DATASET CONTENT:
+ + + +

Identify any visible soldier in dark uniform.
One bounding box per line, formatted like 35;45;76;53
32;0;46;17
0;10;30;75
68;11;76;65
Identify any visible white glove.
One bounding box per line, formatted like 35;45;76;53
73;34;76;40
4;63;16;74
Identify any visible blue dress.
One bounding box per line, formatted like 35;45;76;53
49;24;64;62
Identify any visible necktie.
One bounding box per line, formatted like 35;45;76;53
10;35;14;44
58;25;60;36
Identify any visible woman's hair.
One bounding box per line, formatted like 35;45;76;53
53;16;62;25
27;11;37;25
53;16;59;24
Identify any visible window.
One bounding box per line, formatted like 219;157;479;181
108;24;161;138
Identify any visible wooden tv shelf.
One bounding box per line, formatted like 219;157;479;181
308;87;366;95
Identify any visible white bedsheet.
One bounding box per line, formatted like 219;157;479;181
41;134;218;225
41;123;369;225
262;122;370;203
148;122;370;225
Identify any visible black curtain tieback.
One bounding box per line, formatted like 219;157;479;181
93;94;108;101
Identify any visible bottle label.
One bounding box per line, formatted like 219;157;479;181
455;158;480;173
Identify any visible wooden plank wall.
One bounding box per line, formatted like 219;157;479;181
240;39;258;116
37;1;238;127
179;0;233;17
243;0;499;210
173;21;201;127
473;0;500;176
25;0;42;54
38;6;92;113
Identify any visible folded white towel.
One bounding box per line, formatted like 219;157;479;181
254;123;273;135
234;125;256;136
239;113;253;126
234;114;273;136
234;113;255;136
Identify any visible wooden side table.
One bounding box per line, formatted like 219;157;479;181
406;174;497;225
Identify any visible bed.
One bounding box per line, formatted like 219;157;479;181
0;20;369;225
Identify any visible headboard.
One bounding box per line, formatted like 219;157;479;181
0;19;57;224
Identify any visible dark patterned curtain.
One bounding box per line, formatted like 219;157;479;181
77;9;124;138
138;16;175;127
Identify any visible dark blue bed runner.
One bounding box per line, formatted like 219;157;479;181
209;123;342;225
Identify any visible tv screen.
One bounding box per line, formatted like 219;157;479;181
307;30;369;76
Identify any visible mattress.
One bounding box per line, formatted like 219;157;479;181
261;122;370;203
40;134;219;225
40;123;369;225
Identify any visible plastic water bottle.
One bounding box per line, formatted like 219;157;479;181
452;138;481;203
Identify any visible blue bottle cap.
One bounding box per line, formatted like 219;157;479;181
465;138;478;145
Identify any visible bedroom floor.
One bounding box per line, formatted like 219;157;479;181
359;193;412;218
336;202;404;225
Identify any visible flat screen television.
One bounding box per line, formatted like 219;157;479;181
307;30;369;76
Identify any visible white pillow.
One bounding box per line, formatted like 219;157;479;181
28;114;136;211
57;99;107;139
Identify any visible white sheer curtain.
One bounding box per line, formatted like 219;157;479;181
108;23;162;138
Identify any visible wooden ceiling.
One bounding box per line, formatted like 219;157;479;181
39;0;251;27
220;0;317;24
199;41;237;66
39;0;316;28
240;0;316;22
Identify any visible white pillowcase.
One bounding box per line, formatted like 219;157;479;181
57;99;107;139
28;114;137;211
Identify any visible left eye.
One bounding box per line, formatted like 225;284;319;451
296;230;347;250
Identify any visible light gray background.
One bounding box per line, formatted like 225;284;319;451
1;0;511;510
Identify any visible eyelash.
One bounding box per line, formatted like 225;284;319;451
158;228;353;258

+ + + +

WHAT IS BEING ASKED: Gather up every line from the listing above in which the word "wooden" occurs.

SOLUTION BELOW:
Identify any visible wooden tv shelf.
Identify any visible wooden plank wall.
Identify any visible wooden side table.
Identify any visible wooden ceiling.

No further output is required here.